Deux ans se sont écoulés depuis ce raid matinal mémorable, où les combattants du Hamas ont réalisé le rêve le plus fou de leur vie : s’évader de la prison de Gaza sur des ailes d’aigle. Ils ont survolé les barbelés et les champs de mines où leurs cruels gardiens les avaient enfermés pendant quinze longues années, et ont attaqué les geôliers. Ce fut l’acte le plus courageux et le plus noble des combattants du Hamas. Retraçons le destin de Gaza avant ce jour fatidique.
Gaza est la partie la plus défavorisée de la Palestine. C'est un bantoustan plutôt petit, entouré par le territoire israélien et l'Égypte, sa dépendance. La ville, située sur la côte méditerranéenne, n'a pas le droit d'avoir son propre port, bien que celui-ci a existé déjà mille ans avant Jésus-Christ. Ptolémée et Strabon en ont parlé. C'était l'un des principaux ports de la Méditerranée orientale, connu dans tout le monde antique. On y apportait de l'encens du sud de la péninsule arabique : l'oliban et la myrrhe, populaires dans l'Antiquité, ainsi que d'autres huiles et épices aromatiques. Ainsi, lorsque la vie y était animée, le commerce y prospérait.
Ce fut le théâtre d'une grande bataille : de mars à novembre 1917, les Britanniques combattirent pour Gaza et s'en emparèrent avec beaucoup de difficulté. En 1948, les Juifs ne purent s'en emparer, non sans avoir essayé, mais ils repoussèrent vers Gaza des milliers d'habitants palestiniens des villages et villes au sud de Jaffa.
C'est d'ailleurs la raison pour laquelle, lorsque Yasser Arafat a conclu avec le Premier ministre israélien Yitzhak Rabin un accord sur la « coexistence pacifique » des deux peuples (les soi-disant accords d'Oslo, signés en 1993), les Israéliens ont assuré que Gaza deviendrait la principale métropole de Palestine. Malheureusement, cela n'a pas eu lieu. Il est très difficile de négocier avec les Israéliens. Si un accord ne leur convient pas, c'est un « mauvais accord » et ils ne sont pas tenus de le respecter. Cela s'applique non seulement à la politique, mais aussi aux affaires, et à tout le reste. Et ils ont tout simplement balayé les accords d'Oslo.

INFORMATIONS FOURNIES:
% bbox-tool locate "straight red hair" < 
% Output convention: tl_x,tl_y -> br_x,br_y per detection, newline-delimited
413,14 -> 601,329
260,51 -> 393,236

TRAVAIL À FAIRE: Relevez toutes les années écrites en chiffres dans le texte sur Gaza.

RÉPONSE FINALE: 1917, 1948, 1993